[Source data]
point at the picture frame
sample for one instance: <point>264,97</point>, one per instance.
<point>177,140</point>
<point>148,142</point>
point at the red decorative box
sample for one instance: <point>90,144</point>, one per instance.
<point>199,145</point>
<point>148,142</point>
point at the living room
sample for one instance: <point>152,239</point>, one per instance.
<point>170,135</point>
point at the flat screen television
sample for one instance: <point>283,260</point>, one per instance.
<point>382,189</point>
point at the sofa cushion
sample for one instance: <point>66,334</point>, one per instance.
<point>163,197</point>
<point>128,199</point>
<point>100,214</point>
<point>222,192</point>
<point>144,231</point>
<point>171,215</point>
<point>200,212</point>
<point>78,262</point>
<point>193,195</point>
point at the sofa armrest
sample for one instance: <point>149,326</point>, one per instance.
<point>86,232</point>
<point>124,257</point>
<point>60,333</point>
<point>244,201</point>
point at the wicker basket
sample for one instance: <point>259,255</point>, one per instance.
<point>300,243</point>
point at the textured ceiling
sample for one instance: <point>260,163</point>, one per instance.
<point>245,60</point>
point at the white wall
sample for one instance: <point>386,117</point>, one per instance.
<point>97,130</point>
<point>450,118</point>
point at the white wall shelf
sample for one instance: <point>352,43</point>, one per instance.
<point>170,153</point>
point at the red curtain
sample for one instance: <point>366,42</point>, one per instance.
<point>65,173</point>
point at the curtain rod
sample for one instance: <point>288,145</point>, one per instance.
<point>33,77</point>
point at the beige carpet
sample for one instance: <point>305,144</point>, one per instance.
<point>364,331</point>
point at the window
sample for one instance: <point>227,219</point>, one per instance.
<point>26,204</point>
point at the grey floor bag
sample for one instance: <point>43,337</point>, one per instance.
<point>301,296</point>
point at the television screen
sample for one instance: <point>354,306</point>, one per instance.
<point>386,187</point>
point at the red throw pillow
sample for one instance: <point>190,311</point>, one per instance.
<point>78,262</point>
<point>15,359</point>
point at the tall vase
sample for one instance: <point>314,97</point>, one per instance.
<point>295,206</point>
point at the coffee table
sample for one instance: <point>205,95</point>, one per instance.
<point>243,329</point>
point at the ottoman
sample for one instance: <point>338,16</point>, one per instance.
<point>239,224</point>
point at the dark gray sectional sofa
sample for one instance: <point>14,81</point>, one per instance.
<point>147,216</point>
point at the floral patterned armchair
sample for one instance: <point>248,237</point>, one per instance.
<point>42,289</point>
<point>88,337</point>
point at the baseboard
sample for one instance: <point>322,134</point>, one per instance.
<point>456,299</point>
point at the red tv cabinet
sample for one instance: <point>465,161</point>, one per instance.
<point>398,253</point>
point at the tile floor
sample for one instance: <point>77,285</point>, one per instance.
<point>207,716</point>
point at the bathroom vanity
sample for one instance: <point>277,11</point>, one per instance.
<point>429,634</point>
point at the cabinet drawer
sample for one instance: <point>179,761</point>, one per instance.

# Directions
Rewrite the items starting at the line containing "point at the tile floor" and ending at the last line of the items, requests included. Shift every coordinate in the answers by adding 52, and leave the requests and their format samples unchanged.

# Problem solution
point at the tile floor
sample for one instance: <point>77,285</point>, one per instance.
<point>259,768</point>
point at the bathroom vanity
sample for one instance: <point>277,11</point>, one per instance.
<point>481,686</point>
point at the cabinet drawer
sample for one instance: <point>179,761</point>, one per instance.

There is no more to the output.